++++ Data shown

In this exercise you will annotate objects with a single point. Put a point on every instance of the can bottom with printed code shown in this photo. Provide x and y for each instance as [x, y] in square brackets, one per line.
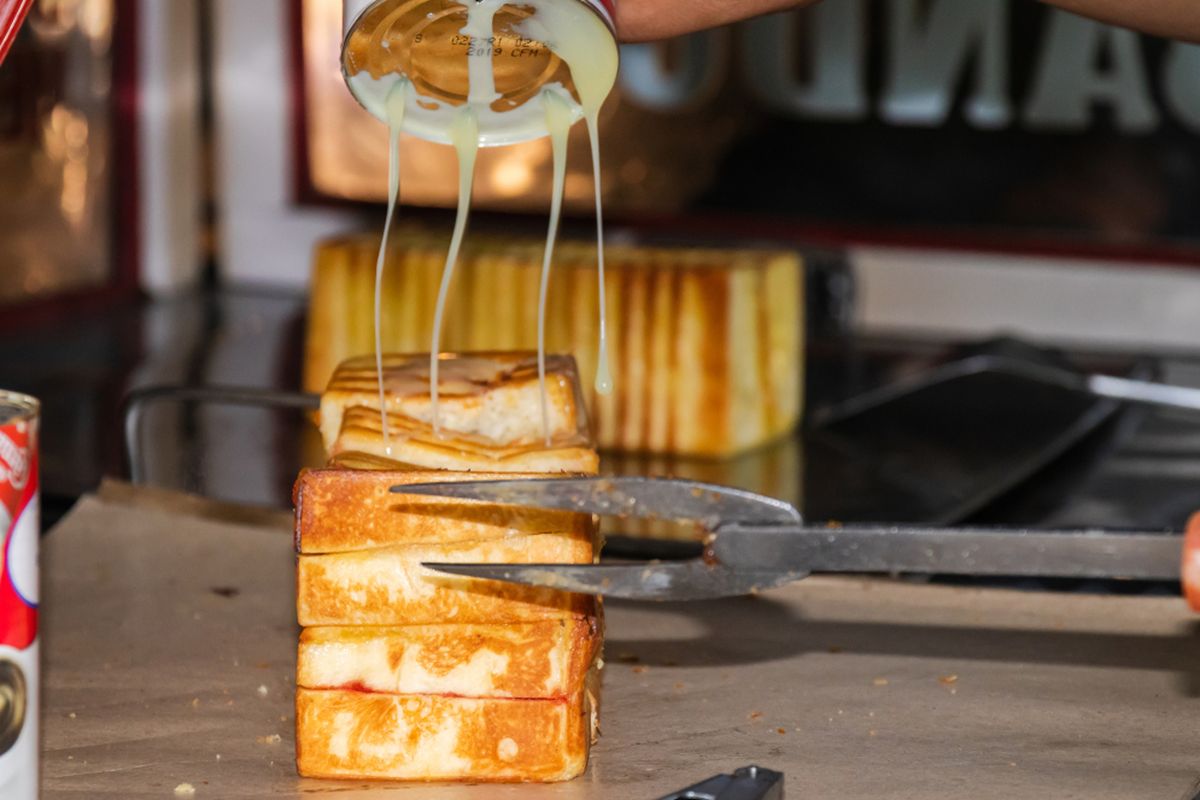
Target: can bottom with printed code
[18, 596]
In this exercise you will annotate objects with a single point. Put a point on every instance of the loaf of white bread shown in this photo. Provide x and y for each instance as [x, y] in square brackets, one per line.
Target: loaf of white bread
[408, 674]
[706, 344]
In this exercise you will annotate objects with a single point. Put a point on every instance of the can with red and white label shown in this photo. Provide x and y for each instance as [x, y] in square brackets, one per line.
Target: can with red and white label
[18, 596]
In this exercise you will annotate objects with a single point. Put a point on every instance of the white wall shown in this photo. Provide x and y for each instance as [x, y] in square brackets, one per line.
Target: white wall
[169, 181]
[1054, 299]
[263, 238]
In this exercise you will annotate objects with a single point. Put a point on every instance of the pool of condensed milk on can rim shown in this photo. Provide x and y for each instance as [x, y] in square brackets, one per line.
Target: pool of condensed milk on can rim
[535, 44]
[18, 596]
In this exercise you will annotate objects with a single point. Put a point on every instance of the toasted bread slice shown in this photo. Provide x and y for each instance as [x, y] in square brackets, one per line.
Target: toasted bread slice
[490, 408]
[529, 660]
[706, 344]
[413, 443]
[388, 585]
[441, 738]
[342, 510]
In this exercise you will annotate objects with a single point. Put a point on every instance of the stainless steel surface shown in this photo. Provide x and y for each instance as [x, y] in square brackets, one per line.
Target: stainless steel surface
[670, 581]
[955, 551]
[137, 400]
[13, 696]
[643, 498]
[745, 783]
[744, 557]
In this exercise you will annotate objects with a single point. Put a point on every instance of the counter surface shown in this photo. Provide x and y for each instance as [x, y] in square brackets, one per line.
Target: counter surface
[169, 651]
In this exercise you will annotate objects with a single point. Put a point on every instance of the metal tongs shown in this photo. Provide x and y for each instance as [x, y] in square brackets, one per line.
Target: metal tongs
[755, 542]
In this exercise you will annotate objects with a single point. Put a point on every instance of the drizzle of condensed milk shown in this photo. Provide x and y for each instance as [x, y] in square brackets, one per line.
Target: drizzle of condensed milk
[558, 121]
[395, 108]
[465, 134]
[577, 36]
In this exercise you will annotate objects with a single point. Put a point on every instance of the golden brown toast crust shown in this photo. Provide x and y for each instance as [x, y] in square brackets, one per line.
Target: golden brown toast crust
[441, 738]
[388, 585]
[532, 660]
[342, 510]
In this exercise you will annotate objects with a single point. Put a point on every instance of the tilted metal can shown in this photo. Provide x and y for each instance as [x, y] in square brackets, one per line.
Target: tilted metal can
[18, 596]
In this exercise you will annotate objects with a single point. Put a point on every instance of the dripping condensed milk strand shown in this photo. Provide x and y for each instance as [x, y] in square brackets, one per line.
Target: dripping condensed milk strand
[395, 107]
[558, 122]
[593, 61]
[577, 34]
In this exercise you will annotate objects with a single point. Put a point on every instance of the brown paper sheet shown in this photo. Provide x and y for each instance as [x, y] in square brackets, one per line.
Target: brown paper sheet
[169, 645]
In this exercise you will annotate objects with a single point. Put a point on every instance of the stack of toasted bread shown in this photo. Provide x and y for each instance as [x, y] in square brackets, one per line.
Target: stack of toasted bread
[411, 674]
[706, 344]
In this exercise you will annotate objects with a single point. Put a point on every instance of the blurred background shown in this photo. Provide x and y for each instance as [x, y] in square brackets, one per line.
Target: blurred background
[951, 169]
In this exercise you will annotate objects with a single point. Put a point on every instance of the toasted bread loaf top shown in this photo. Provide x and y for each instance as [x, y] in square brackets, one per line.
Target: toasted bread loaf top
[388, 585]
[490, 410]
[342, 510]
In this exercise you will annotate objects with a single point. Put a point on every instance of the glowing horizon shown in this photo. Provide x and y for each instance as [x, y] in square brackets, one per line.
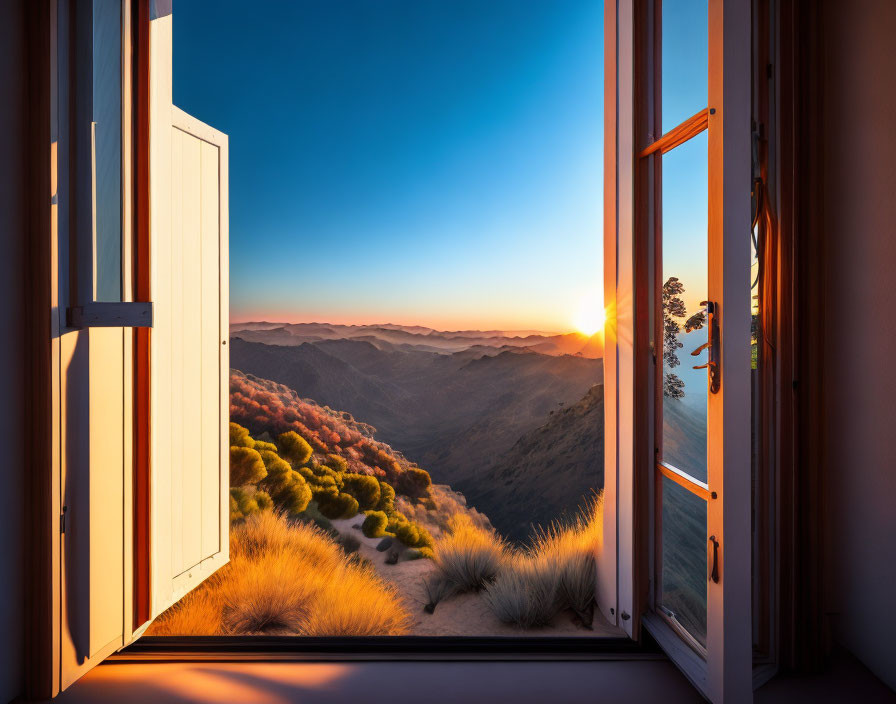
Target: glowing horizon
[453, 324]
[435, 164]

++++++++

--- Exercise ---
Every line from the one with "Target: blurred background" through the end of the material above should be restated word for word, with the pictures left out.

--- Completed task ---
Target: blurred background
[951, 169]
In this exercise you will annotate objects with a single point. Put a point on every instance of the toasted bread loaf top shown in this photo. Provide x and y for each instance as [x, y] in square brackets, one per line.
Target: toasted bread loaf top
[388, 585]
[490, 410]
[342, 510]
In this exercise you will annotate objects with a single point. Put a point on every instance of the glowing horizon shown in this photo. Provide x and y for each instance as [x, y] in square brackets, one per line.
Target: glowing horizon
[453, 324]
[435, 164]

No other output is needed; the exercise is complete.